=== Task material ===
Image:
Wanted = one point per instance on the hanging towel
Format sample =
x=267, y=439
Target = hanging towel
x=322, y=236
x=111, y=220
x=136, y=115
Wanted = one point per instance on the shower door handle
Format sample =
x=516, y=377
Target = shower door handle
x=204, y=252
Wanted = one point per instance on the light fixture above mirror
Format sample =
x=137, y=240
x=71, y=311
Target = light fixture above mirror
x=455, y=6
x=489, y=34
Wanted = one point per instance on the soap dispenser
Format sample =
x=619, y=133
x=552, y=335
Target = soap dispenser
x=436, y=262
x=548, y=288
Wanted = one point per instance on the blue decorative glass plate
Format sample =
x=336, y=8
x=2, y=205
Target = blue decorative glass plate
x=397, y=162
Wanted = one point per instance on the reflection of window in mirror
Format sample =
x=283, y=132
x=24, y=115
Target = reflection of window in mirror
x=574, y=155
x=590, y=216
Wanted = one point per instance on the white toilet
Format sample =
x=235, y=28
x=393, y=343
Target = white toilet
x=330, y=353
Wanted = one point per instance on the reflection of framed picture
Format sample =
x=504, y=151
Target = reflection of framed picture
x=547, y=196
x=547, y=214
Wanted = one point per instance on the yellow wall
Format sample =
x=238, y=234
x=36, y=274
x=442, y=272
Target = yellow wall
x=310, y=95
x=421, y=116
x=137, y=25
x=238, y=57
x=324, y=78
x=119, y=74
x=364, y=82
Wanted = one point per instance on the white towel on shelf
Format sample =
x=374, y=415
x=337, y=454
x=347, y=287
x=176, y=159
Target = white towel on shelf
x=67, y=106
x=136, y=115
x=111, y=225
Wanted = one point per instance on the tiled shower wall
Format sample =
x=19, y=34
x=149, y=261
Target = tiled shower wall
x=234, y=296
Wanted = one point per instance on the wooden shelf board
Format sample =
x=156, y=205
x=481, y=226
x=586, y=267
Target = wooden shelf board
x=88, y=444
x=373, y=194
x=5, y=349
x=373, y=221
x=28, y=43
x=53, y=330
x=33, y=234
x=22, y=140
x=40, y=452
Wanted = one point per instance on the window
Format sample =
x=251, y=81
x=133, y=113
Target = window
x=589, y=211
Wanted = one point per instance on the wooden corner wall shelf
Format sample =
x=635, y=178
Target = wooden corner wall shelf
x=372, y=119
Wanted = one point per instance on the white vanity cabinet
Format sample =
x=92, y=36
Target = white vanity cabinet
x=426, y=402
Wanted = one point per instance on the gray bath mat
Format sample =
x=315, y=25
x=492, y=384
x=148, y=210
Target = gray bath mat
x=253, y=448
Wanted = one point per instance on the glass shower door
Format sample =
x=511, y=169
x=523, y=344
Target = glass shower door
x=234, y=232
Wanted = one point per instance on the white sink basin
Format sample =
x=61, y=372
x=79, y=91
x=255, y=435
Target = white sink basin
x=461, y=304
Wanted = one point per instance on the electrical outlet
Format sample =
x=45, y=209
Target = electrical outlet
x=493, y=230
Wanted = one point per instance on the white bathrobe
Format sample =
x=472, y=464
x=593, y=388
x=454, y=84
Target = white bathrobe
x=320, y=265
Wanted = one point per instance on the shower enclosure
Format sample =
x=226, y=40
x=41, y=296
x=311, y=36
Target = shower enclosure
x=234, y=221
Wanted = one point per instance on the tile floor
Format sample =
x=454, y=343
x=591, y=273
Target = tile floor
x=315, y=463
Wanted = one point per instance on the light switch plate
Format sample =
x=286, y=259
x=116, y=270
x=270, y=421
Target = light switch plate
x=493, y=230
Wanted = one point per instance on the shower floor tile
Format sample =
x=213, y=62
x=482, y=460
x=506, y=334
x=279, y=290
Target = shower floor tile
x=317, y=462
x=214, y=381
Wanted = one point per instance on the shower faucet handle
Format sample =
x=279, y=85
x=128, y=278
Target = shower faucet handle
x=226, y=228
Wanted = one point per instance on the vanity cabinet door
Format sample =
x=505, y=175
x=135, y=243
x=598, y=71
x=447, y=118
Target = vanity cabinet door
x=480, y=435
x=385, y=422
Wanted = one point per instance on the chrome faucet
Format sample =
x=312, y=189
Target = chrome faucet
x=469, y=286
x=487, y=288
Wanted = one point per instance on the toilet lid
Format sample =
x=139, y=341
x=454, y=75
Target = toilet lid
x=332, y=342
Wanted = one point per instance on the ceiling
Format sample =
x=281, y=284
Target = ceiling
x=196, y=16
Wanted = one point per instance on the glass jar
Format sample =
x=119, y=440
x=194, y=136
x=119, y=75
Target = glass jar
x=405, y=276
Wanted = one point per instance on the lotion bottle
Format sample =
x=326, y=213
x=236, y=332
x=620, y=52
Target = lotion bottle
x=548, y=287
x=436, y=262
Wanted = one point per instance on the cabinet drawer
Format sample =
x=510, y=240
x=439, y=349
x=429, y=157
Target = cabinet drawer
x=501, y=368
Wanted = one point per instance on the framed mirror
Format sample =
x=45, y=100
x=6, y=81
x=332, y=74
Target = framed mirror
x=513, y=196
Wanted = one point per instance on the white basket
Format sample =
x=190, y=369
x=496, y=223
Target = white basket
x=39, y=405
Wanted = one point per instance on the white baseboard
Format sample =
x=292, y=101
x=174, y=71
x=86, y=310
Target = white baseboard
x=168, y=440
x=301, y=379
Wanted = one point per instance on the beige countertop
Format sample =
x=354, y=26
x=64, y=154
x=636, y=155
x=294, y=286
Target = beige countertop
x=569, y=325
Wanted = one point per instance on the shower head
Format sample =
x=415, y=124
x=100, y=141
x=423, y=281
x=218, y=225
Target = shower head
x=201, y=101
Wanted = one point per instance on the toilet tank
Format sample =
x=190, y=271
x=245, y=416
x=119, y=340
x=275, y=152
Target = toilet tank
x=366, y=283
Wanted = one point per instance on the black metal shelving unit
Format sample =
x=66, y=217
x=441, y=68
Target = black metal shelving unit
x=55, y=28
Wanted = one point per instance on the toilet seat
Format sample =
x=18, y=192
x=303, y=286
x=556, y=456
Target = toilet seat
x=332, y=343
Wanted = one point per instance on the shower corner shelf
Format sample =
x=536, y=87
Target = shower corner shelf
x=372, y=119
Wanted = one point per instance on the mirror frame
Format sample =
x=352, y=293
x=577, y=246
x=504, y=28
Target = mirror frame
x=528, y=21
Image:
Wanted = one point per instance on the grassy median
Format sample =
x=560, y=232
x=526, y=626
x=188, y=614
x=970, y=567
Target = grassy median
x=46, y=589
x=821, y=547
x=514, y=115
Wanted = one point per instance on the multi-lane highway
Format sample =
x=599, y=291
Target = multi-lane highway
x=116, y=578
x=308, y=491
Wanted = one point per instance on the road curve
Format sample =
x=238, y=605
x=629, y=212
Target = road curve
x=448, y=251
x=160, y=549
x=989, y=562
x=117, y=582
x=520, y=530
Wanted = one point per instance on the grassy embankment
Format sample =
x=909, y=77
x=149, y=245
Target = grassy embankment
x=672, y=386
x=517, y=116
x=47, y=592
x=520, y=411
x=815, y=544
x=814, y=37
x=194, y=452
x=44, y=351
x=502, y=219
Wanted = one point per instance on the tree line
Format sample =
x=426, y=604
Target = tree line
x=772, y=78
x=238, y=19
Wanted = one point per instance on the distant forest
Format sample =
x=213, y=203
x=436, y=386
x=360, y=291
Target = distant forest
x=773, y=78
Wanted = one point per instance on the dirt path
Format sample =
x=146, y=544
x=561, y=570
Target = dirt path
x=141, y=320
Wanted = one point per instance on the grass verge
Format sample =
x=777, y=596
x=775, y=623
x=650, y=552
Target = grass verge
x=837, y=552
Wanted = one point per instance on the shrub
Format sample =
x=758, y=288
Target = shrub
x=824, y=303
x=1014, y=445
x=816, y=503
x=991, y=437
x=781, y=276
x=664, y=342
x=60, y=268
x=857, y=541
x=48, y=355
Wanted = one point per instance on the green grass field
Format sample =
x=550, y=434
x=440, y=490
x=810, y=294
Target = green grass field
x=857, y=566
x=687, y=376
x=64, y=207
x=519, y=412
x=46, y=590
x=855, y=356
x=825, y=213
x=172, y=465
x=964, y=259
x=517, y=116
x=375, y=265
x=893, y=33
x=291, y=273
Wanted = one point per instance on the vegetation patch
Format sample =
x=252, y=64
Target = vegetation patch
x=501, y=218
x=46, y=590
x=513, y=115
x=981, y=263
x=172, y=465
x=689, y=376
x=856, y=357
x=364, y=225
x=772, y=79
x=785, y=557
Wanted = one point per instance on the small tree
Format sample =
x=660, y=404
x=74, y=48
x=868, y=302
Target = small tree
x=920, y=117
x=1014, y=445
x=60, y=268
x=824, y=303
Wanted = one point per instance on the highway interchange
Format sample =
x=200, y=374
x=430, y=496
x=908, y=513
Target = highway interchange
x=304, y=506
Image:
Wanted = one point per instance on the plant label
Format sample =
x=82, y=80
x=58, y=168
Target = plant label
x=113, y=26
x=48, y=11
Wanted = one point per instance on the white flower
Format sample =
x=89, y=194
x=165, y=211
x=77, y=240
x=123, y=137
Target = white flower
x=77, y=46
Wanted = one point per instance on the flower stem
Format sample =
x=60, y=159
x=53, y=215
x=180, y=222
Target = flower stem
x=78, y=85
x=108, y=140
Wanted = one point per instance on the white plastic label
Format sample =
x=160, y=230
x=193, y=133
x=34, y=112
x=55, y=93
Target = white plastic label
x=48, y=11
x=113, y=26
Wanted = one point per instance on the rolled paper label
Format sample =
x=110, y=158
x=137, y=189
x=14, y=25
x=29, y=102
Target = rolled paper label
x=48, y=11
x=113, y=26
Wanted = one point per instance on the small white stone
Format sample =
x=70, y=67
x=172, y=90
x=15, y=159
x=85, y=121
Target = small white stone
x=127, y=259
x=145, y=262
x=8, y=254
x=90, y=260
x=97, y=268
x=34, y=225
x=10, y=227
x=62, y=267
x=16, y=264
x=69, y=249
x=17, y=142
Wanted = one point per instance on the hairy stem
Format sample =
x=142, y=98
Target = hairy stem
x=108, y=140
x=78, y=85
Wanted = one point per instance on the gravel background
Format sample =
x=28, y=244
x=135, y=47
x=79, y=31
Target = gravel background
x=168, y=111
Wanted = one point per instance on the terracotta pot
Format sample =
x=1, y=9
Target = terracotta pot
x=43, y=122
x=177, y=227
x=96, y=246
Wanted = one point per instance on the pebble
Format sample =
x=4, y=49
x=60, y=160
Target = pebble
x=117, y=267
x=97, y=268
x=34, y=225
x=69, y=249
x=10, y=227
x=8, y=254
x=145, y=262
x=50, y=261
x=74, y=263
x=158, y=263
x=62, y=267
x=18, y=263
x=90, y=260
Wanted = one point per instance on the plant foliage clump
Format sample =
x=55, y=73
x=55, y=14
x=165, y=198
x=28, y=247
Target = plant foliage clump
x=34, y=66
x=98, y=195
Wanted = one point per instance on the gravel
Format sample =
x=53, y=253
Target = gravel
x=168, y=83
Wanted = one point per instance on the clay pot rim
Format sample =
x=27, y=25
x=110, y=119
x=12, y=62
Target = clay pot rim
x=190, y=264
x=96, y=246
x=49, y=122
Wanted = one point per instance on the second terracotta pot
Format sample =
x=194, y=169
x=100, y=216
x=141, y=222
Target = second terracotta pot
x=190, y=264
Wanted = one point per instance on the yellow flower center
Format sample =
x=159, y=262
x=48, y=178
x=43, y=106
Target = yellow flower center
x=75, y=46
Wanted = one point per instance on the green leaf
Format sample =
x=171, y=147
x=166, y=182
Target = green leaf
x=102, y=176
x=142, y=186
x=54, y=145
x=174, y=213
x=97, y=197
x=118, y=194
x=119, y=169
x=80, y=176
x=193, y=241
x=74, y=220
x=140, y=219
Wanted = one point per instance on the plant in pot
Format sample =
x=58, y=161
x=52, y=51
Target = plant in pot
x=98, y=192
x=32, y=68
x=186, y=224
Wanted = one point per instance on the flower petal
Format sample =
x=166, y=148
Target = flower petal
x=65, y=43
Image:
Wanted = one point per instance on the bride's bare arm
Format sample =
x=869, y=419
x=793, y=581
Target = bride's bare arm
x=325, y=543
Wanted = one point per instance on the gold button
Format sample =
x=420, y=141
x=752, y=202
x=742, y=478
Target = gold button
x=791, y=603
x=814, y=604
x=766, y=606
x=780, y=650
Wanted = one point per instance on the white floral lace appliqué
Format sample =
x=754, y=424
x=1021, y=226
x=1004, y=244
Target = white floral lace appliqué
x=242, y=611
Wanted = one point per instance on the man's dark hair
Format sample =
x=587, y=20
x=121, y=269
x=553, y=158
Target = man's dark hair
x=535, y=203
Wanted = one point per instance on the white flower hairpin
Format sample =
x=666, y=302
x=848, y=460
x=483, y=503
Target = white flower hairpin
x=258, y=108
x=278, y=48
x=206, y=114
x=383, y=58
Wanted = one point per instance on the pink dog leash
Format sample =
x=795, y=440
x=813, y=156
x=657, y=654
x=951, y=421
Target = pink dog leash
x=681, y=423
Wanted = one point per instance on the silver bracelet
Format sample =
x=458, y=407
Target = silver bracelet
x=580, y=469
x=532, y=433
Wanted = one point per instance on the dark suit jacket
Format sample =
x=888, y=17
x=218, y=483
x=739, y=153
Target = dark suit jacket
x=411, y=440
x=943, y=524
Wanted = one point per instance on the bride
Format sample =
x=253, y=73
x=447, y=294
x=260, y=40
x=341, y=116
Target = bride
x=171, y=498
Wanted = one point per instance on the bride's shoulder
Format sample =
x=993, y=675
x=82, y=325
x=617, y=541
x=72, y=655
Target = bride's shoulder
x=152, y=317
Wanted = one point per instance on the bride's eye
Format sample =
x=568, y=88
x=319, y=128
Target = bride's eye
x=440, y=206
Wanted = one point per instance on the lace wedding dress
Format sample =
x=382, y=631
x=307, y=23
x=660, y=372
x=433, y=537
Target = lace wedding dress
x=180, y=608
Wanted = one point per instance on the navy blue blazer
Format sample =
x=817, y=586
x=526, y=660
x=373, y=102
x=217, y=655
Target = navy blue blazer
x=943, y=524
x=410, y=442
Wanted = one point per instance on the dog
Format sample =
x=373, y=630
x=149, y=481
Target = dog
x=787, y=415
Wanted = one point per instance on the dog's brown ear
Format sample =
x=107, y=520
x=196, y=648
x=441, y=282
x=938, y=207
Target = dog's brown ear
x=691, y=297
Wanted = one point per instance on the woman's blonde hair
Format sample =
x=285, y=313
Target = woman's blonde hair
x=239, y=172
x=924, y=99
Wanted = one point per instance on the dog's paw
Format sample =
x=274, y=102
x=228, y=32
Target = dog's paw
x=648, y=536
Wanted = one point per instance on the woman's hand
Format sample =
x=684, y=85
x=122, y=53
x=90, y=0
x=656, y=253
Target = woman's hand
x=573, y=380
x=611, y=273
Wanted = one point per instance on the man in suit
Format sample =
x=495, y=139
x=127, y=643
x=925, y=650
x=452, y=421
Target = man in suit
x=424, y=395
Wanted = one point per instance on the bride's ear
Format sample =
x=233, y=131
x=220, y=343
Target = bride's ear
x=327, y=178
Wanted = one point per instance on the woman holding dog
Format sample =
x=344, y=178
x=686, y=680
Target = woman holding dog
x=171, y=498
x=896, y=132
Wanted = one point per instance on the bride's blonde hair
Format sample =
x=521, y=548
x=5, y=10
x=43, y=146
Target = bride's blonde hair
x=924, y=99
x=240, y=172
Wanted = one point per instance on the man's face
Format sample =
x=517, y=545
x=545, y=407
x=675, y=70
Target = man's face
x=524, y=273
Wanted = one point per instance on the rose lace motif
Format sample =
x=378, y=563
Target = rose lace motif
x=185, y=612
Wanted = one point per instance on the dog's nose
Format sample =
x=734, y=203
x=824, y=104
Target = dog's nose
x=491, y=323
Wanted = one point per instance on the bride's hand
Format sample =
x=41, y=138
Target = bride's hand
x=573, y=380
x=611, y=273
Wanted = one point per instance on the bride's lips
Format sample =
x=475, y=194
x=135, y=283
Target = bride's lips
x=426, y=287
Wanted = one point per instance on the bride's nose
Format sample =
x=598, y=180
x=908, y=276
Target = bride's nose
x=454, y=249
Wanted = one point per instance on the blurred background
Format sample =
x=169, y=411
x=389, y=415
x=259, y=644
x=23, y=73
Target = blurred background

=== Work instruction ===
Return the span of lines in the data above that opens at the line with "x=159, y=262" and closes at the line with "x=166, y=148", exactly, ends included, nothing else.

=== Task result ===
x=159, y=262
x=48, y=178
x=43, y=106
Target = yellow flower center
x=75, y=46
Wanted = one point per instance on the green leaf
Format sample =
x=171, y=147
x=166, y=182
Target = green leaf
x=102, y=176
x=142, y=186
x=54, y=145
x=174, y=213
x=97, y=197
x=118, y=194
x=119, y=169
x=80, y=176
x=193, y=241
x=74, y=220
x=140, y=219
Wanted = one point per instance on the plant in pot
Format sample =
x=58, y=161
x=52, y=51
Target = plant in pot
x=98, y=192
x=32, y=68
x=186, y=224
Wanted = one point per instance on the flower petal
Format sample =
x=166, y=148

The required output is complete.